Re: [DISCUSS] FLIP-307: Flink connector Redshift

Samrat Deb Tue, 06 Jun 2023 11:16:31 -0700

Hi Jing,

>  I would suggest adding that information into the
FLIP.


Updated now, please review the new version of flip whenever time.

> +1 Looking forward to your PR :-)
I will request for your review once m ready with PR :-)

Bests,
Samrat

On Tue, Jun 6, 2023 at 11:43 PM Samrat Deb <decordea...@gmail.com> wrote:

> Hi Martijn,
>
> > If I understand this correctly, the Redshift sink
> would not be able to support exactly-once, is that correct?
>
> As I delve deeper into the study of Redshift's capabilities, I have
> discovered that it does support "merge into" operations [1] and some
> merge into examples [2].
> This opens up the possibility of implementing exactly-once semantics with
> the connector.
> However, I believe it would be prudent to start with a more focused scope
> for the initial phase of implementation and defer the exact-once support
> for subsequent iterations.

□ □ □ □ □

**REQUIRED TASK A:**
Could you write out the records from the line with "Pick out each instance of the white top" down to the line with "<point>192,213</point>", both included, renaming "with a single marker" to "with one marker" throughout and leaving everything else unchanged, and give back only those lines?

□ □ □ □ □

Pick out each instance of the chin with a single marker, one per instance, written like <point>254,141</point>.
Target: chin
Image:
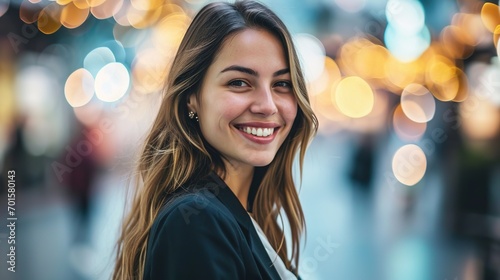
<point>261,162</point>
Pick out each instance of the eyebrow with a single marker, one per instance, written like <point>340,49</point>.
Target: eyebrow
<point>252,72</point>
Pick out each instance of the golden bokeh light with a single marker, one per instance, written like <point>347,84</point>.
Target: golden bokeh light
<point>409,164</point>
<point>72,16</point>
<point>106,9</point>
<point>95,3</point>
<point>168,33</point>
<point>417,103</point>
<point>63,2</point>
<point>400,74</point>
<point>375,121</point>
<point>149,71</point>
<point>405,128</point>
<point>490,14</point>
<point>79,88</point>
<point>442,78</point>
<point>81,4</point>
<point>354,97</point>
<point>49,19</point>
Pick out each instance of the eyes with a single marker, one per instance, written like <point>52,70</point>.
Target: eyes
<point>280,86</point>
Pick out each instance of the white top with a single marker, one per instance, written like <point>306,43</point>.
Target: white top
<point>284,273</point>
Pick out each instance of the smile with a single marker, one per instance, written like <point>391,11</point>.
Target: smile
<point>257,131</point>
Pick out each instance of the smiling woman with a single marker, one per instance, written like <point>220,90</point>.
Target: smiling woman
<point>216,167</point>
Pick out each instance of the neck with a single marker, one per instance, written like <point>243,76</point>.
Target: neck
<point>239,178</point>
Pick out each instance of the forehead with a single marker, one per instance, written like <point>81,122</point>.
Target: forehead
<point>255,48</point>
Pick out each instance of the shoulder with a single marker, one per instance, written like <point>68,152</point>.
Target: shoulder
<point>195,229</point>
<point>192,213</point>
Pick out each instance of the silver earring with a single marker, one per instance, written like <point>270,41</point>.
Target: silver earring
<point>193,115</point>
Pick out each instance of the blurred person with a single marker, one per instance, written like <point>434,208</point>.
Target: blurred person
<point>216,168</point>
<point>79,179</point>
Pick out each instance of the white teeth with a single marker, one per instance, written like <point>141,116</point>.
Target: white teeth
<point>261,132</point>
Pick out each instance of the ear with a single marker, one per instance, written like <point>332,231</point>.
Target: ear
<point>192,103</point>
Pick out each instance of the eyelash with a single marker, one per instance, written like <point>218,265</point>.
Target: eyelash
<point>287,84</point>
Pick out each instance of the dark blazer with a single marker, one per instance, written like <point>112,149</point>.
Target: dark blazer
<point>204,232</point>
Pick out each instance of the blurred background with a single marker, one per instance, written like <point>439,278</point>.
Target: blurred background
<point>402,181</point>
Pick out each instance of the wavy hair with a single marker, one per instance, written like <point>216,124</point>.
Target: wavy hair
<point>175,152</point>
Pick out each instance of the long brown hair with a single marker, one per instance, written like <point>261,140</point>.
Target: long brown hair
<point>175,152</point>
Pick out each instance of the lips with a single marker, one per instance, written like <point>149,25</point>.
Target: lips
<point>261,133</point>
<point>257,131</point>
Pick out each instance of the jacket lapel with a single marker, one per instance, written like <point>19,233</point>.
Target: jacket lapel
<point>227,197</point>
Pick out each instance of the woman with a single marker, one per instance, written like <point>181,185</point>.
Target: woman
<point>216,167</point>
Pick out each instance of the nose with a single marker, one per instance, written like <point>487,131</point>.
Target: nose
<point>264,103</point>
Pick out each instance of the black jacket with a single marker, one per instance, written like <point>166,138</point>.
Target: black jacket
<point>204,232</point>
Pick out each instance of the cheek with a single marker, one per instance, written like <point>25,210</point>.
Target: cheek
<point>222,112</point>
<point>289,109</point>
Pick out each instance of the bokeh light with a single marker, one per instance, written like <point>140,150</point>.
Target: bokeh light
<point>354,97</point>
<point>112,82</point>
<point>405,128</point>
<point>49,19</point>
<point>79,88</point>
<point>4,6</point>
<point>490,14</point>
<point>405,16</point>
<point>96,59</point>
<point>406,35</point>
<point>418,103</point>
<point>480,118</point>
<point>409,164</point>
<point>406,46</point>
<point>72,16</point>
<point>106,9</point>
<point>351,6</point>
<point>312,54</point>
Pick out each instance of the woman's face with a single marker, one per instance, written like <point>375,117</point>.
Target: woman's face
<point>246,106</point>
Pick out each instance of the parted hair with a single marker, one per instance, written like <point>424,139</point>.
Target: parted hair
<point>175,152</point>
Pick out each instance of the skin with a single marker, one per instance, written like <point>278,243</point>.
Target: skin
<point>247,85</point>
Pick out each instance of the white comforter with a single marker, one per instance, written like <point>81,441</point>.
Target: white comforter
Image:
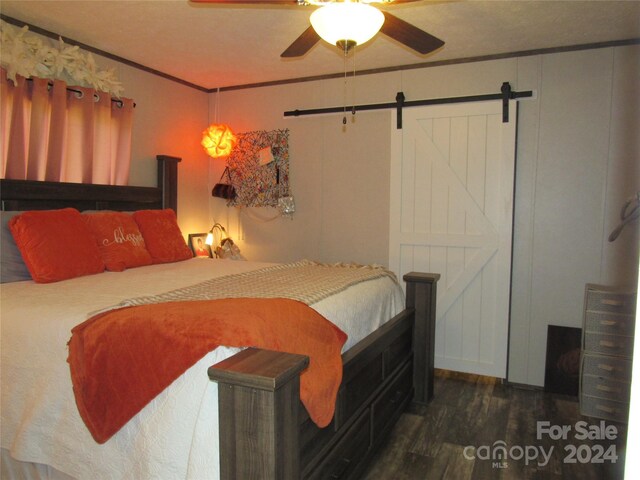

□ □ □ □ □

**REQUIRED TASK B:**
Can you copy, word for word, everything from "I will request" down to "is that correct?" in the Redshift connector message?

**SOLUTION A:**
Pick out each instance of the white top with one marker, one per instance, written like <point>306,43</point>.
Target: white top
<point>284,273</point>
Pick out each instance of the smile with one marker, one per instance, written like <point>391,11</point>.
Target: smile
<point>257,131</point>
Pick out each instance of the smiling woman with one marker, one per instance, written like <point>220,90</point>.
Target: smiling woman
<point>216,167</point>
Pick out each instance of the neck with one marker, one per instance, written like <point>243,76</point>.
Target: neck
<point>239,178</point>
Pick out each instance of the forehead with one marker, one per instance, written like <point>81,122</point>.
Target: forehead
<point>255,48</point>
Pick out each instance of the shoulder with one marker, one per instance, written like <point>68,152</point>.
Target: shoulder
<point>195,229</point>
<point>192,213</point>

**SOLUTION B:**
I will request for your review once m ready with PR :-)

Bests,
Samrat

On Tue, Jun 6, 2023 at 11:43 PM Samrat Deb <decordea...@gmail.com> wrote:

> Hi Martijn,
>
> > If I understand this correctly, the Redshift sink
> would not be able to support exactly-once, is that correct?